## DOCUMENT EXTRACT
Catherine Martin on Creating the Costumes for The Great Gatsby - Fashionista Skip to main content

Catherine Martin on Creating the Costumes for The Great Gatsby

We sat down with The Great Gatsby producer, set designer and costumer Catherine Martin to get all the dish on how the incredible clothes and sets came together. She revealed that you might even be able to see them up close and in person at an upcoming exhibition, too.

It may be premiering later than we expected but The Great Gatsby, I can attest, is well worth the wait. (Production for the film started in 2011.) I was lucky enough to score an invite to an advanced screening of the film--and even luckier to get a chance to sit down with Catherine Martin, director Baz Luhrmann's wife and longtime-contributor, and the woman behind the film's truly spectacular costume and set design.

Despite the fact that most movie-goers probably don't know her name, Martin's legacy looms large in the industry. She's won a zillion awards, including three Oscars for costume and set design, and, with Luhrmann, she's responsible for some of my all-time favorite movie fashion.

The film is truly a visual feast--I was a blown away. So I have to admit I was a little intimidated as I made my way into Martin's room at the Plaza where she was giving press interviews. But I had nothing to worry about: Martin was approachable and charming--and clearly eager to talk about the work she's so passionate about.

For Gatsby, Martin served as producer, production designer, and costume designer. That's a lot of work on any film, but on a movie like Gatsby, it was truly a colossal undertaking.

The whole movie was shot in Australia, meaning that Martin and her team had to recreate 1920s New York--right down to its most intricate details--at Sydney's Fox Studios. Everything from Gatsby's mansion--with its ballroom, pool, library, and grotto--to the Plaza's suite was created specifically for the movie.

And when it came to the costumes, it was just as daunting a task to get them right. Some of the film's party scenes had close to 300 extras on set--each one outfitted in his or her own unique costume. To give you an idea of just how many costumes that is, Brooks Brothers supplied 1,200 in total. And that's just on the men's side. Miuccia Prada helped out on the women's side, designing 40 background dresses as well as some of Daisy's (played by Carey Mulligan) costumes.

Not that any of that fazed Martin. But it did present a challenge--one that, we learned, she was more than happy to take on. Read on to find out what Martin had to say about creating the costumes, working with Ms. Prada, and what happened to the garments once the film had wrapped.

Source records:

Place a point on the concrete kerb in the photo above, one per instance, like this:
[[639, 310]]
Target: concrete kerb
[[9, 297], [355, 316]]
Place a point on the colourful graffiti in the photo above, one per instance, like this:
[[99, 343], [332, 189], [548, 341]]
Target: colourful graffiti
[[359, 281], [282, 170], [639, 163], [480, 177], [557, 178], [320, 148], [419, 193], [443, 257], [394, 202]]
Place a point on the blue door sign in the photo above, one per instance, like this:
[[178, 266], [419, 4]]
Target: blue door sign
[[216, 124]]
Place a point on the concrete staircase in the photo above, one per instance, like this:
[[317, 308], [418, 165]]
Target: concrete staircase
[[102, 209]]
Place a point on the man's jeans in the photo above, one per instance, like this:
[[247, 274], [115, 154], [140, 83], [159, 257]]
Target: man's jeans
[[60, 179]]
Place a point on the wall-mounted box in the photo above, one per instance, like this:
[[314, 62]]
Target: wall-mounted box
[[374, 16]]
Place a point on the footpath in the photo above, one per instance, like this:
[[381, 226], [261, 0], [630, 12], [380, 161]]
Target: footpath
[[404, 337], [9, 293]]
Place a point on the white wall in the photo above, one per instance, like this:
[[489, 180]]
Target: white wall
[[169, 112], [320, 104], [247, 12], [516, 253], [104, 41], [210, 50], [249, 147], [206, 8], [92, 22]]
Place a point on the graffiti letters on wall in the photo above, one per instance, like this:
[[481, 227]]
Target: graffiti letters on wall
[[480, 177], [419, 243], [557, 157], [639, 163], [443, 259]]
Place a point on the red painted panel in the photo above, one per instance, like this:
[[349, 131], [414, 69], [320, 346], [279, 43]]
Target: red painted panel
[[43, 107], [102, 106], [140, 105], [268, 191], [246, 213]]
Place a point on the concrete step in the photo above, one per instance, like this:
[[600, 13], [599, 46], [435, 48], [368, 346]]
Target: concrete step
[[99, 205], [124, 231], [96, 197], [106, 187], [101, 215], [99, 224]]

## REQUIRED ACTIONS
1 > Name every feature of Gatsby's mansion that the Gatsby costume article lists.
2 > Print the part of the Gatsby costume article starting with "The film is" and going on through "so passionate about.".

## ANSWERS FOR THE EXERCISE
1 > ballroom, pool, library, grotto

2 >
The film is truly a visual feast--I was a blown away. So I have to admit I was a little intimidated as I made my way into Martin's room at the Plaza where she was giving press interviews. But I had nothing to worry about: Martin was approachable and charming--and clearly eager to talk about the work she's so passionate about.